## What the exercise asks:
Reproduce, line for line, the stretch of the entries from the line containing "Question. For every instance of the white car, which" through the last line of the entries.

(Entries from a data source)
━━━━
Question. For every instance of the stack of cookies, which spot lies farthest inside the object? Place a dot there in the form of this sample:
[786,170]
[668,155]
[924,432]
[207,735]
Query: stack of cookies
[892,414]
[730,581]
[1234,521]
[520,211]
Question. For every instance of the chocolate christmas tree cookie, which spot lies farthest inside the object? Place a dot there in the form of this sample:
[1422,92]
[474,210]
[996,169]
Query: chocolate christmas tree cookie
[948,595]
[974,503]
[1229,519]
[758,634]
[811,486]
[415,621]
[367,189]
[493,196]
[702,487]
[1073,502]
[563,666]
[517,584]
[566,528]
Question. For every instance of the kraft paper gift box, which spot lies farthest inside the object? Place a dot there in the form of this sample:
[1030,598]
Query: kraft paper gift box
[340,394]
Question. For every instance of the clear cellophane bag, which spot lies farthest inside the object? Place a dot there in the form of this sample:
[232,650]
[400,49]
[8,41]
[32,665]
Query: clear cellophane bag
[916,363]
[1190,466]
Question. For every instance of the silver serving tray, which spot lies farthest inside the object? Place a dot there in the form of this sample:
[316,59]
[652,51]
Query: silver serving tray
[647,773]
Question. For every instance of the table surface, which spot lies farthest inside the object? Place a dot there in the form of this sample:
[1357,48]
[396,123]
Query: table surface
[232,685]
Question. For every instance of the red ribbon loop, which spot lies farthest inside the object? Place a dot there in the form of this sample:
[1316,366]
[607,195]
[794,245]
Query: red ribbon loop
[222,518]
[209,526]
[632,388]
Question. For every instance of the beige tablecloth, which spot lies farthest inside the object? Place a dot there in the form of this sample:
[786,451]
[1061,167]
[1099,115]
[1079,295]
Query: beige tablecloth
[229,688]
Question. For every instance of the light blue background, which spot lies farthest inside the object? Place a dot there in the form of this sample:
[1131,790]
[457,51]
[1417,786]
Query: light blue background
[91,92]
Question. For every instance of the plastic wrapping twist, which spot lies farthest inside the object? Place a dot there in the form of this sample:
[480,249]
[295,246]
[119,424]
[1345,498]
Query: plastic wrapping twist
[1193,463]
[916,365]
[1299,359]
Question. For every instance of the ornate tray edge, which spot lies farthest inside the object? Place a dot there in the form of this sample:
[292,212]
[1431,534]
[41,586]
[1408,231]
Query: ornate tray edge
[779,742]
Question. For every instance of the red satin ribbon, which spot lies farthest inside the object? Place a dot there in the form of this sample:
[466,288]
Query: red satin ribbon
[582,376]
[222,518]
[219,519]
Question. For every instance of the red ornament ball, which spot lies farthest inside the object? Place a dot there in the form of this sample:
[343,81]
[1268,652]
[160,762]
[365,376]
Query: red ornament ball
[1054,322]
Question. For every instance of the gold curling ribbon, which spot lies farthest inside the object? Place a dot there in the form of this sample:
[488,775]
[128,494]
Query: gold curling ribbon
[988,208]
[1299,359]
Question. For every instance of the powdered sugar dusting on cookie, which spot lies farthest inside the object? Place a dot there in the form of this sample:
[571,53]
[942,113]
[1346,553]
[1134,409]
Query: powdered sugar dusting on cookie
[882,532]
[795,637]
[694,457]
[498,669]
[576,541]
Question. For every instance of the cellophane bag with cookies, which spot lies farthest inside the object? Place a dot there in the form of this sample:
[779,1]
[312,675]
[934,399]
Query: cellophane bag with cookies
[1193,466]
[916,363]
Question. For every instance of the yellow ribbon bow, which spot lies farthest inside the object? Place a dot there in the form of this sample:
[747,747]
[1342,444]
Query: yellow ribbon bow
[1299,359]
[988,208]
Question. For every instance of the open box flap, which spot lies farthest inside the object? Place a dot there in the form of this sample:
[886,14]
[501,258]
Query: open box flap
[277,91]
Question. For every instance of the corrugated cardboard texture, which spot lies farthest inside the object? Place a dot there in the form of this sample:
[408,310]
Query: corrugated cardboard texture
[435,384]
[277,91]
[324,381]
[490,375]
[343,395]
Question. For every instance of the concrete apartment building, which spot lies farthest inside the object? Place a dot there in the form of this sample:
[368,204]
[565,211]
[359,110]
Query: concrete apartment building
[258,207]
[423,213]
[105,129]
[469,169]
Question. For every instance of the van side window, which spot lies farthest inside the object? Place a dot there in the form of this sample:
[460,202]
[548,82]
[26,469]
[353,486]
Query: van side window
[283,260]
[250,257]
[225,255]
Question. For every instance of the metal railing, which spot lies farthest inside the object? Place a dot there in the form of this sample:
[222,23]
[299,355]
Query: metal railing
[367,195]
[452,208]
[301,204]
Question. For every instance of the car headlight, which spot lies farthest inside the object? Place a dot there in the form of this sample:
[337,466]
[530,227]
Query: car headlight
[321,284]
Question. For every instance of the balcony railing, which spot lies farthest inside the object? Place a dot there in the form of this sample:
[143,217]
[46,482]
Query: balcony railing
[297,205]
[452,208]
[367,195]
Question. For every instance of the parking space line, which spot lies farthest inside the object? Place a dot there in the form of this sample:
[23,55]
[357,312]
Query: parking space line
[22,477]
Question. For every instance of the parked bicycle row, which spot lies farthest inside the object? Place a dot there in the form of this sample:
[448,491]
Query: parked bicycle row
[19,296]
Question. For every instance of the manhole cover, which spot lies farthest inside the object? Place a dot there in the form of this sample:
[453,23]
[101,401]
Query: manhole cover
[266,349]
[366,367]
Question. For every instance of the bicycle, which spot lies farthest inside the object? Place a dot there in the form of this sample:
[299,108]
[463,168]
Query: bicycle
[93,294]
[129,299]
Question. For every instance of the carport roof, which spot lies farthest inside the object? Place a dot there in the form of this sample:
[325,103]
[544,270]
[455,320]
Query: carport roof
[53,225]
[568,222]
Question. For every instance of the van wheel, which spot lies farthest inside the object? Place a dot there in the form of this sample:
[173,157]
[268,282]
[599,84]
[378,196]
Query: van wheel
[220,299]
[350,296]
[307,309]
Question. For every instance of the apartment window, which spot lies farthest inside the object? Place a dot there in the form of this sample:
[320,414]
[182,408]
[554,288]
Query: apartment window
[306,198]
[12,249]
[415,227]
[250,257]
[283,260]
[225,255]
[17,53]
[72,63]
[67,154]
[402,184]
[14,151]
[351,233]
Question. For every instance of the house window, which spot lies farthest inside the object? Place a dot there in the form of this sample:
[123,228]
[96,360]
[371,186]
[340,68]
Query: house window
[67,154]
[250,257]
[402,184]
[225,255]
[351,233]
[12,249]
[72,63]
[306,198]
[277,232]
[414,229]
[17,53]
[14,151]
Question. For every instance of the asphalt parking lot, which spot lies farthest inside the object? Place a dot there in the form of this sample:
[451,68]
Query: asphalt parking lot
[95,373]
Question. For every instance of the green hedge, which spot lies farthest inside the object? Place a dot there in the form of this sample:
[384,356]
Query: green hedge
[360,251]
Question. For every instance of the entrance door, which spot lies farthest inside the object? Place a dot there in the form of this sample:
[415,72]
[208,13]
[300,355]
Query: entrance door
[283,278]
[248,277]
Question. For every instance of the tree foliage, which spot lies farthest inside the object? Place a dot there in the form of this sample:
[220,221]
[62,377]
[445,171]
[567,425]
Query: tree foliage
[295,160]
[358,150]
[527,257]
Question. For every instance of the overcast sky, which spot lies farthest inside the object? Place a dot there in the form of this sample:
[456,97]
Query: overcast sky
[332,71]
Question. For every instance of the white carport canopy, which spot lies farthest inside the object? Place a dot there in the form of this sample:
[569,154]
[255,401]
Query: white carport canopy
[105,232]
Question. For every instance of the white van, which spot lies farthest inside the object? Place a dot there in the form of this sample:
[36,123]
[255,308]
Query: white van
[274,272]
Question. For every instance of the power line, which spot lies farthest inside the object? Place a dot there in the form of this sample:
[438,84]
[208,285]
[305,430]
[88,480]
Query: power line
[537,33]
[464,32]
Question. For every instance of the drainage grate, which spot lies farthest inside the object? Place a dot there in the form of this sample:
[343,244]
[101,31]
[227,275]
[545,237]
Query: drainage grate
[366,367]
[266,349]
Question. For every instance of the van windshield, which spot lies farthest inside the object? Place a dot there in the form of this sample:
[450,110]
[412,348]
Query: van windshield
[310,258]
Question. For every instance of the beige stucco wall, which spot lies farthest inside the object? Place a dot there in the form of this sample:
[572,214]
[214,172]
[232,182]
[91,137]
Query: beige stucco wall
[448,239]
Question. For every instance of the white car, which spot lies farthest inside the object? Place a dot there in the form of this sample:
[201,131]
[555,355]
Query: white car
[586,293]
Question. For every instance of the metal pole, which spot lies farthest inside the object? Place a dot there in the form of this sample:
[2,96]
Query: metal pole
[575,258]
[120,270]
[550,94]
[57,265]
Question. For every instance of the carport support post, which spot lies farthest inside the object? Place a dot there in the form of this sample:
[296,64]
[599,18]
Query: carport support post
━━━━
## Response:
Question. For every instance of the white car, which spot lies farthest inside the object? Place a dot there in the form of this sample:
[201,131]
[555,355]
Query: white car
[586,293]
Question. For every instance of the metal pole, which spot lies farthest inside the object? Place a dot there in the form of this sample:
[2,96]
Query: metal pole
[575,258]
[120,270]
[550,94]
[57,265]
Question. For every instance of the carport support post, which spot lies farthest inside the object? Place a dot there in the form of this sample:
[296,64]
[599,18]
Query: carport support post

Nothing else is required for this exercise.